GIVEN REQUEST: Count how many lines of the items below contain the word "white", and give only that number.

MATERIAL FOR THIS EXERCISE:
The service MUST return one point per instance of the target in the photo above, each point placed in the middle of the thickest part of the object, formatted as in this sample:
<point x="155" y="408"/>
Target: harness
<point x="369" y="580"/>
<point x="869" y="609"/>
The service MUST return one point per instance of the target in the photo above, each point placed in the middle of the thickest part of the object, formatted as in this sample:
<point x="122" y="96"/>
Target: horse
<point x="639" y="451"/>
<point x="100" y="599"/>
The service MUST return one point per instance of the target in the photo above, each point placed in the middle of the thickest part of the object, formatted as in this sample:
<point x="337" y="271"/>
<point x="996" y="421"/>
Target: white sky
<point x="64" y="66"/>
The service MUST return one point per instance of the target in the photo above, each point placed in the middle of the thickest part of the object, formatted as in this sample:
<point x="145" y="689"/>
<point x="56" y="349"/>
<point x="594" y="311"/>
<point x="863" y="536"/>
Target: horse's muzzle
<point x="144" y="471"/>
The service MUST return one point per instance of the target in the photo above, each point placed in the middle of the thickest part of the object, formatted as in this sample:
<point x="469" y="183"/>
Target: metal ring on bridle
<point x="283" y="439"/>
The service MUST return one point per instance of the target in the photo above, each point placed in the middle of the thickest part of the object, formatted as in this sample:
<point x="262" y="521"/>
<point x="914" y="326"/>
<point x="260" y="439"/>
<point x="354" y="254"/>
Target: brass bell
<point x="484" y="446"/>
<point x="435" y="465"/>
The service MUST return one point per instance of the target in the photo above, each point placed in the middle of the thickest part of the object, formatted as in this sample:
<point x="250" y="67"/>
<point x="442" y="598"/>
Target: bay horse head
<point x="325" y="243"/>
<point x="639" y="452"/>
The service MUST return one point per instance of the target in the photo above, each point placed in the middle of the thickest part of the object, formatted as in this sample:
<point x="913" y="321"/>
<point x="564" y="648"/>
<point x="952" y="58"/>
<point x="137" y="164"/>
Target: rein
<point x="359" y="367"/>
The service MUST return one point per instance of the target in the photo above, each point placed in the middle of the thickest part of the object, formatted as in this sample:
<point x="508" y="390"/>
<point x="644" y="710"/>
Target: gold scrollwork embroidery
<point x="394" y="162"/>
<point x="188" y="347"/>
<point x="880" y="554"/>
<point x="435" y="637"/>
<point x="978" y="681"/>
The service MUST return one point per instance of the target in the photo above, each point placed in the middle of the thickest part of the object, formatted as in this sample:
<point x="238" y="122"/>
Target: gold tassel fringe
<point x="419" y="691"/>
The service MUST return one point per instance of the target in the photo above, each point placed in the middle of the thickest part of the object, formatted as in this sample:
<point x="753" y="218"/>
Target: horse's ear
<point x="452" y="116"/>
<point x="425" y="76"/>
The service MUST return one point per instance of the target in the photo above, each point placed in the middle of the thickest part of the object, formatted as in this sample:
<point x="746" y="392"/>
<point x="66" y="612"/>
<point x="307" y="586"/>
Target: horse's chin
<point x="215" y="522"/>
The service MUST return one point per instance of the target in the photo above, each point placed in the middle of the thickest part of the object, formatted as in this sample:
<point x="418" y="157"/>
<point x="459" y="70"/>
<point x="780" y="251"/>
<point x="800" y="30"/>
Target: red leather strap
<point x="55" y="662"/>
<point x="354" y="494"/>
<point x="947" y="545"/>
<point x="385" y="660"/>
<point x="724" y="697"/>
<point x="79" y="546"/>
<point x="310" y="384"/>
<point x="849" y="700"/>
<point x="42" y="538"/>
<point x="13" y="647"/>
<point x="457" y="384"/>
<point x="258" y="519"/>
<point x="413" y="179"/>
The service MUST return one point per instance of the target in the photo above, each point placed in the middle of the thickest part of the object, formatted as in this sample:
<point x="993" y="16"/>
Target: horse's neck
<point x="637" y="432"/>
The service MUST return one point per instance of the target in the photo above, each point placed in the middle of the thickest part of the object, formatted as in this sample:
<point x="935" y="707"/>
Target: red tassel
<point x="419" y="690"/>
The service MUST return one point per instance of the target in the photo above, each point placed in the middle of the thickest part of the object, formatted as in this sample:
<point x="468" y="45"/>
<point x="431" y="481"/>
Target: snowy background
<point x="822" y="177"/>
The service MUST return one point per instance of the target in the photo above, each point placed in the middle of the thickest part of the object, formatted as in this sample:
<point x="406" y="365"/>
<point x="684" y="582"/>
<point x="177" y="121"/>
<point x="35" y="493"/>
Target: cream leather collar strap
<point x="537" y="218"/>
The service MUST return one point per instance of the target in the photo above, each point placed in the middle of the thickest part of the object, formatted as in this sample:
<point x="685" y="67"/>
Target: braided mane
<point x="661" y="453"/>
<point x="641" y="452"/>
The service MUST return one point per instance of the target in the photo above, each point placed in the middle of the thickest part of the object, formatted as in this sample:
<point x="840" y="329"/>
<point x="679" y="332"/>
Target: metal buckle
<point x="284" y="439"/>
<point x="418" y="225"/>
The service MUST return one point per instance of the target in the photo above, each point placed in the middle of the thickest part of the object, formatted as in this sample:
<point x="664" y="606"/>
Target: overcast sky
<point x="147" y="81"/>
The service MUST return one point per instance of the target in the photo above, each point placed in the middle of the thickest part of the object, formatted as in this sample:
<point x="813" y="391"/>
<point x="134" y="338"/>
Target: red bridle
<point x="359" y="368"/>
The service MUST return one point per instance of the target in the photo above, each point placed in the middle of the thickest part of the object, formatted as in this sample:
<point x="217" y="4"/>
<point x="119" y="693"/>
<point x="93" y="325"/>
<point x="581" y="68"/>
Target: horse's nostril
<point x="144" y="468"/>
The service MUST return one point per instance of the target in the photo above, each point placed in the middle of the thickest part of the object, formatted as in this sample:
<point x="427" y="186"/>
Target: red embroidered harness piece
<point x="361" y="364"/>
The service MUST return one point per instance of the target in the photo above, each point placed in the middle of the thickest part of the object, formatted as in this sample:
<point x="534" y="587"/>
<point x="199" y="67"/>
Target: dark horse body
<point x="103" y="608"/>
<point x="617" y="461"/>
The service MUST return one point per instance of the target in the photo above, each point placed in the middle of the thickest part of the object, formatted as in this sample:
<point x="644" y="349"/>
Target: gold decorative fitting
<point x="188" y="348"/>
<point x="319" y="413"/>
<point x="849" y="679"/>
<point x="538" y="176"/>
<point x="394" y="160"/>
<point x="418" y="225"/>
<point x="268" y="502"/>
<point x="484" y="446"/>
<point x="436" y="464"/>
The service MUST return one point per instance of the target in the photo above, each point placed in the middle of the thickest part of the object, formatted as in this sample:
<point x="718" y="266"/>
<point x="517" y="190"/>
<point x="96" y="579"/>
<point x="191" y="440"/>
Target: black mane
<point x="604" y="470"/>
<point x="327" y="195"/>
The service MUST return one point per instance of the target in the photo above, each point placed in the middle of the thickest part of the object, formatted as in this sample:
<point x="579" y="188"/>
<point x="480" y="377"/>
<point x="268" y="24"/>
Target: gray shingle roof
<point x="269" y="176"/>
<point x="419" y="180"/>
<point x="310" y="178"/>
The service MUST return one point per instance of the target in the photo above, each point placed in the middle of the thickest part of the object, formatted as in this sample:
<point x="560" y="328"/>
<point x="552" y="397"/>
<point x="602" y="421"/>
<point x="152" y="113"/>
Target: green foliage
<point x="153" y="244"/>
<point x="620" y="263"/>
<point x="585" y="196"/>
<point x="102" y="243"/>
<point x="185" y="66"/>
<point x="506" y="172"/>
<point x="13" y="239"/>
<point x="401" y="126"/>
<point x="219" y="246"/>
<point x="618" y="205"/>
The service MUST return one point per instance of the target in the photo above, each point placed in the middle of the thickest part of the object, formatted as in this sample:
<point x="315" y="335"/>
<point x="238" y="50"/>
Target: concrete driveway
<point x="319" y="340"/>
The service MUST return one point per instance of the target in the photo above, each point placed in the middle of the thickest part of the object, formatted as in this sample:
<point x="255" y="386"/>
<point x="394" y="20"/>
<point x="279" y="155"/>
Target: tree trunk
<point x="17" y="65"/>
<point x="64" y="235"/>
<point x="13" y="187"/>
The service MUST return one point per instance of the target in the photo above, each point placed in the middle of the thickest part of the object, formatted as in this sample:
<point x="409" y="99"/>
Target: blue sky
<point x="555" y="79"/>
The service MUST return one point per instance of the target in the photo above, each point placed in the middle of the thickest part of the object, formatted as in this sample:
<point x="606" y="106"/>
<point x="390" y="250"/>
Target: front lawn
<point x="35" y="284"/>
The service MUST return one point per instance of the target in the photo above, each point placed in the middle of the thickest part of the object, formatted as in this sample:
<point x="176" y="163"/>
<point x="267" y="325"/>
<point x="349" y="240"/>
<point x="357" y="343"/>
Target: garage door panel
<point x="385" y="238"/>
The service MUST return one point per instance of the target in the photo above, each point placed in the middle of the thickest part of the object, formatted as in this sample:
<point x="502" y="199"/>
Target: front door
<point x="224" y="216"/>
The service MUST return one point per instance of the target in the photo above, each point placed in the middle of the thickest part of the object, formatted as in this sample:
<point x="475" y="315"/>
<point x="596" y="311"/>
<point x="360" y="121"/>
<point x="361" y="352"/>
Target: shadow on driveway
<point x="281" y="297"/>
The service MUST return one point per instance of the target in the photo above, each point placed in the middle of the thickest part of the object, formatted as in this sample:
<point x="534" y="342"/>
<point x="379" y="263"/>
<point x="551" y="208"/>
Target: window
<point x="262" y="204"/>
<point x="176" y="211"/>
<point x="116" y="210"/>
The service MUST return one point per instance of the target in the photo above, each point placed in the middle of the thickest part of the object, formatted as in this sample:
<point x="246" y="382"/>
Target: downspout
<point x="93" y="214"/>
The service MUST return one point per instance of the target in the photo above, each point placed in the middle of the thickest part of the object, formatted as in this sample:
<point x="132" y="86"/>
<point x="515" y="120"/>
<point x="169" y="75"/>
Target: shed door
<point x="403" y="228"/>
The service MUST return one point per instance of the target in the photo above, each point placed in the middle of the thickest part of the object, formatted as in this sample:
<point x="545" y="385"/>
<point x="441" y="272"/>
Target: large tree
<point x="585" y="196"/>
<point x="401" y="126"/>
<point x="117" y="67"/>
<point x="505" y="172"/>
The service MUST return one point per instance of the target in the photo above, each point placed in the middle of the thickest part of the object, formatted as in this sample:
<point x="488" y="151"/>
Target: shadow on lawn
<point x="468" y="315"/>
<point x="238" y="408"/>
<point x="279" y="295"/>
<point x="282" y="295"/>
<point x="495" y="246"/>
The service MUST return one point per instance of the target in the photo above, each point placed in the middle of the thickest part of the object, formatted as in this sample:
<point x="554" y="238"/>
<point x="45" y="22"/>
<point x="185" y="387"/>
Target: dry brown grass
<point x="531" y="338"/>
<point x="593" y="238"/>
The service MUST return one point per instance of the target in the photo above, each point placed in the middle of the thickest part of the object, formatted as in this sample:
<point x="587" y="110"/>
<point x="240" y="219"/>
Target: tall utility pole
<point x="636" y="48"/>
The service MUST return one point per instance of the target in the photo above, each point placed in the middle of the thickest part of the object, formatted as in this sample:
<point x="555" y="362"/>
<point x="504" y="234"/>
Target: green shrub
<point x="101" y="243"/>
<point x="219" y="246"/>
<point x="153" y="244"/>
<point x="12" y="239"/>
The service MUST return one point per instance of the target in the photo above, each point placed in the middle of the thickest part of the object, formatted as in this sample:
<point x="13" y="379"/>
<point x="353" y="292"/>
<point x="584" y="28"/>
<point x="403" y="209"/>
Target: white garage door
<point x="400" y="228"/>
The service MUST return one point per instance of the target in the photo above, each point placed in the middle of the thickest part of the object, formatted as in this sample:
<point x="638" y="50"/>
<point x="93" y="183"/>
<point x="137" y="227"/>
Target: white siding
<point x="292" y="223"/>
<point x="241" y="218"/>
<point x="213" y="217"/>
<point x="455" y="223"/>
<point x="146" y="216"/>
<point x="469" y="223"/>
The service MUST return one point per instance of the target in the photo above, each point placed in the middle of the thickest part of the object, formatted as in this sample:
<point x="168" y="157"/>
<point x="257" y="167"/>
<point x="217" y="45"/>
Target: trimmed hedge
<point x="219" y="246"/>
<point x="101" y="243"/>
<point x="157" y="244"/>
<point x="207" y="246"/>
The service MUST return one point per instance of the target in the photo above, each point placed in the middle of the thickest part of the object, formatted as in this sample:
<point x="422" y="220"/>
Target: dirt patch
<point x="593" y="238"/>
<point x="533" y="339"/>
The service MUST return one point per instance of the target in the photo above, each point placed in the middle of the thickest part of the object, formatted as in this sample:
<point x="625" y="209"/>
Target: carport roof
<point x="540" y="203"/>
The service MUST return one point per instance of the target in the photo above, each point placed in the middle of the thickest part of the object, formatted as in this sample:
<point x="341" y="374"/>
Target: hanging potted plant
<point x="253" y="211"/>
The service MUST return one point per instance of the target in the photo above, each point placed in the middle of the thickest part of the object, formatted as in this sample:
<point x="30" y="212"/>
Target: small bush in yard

COMPLETED EXERCISE: 3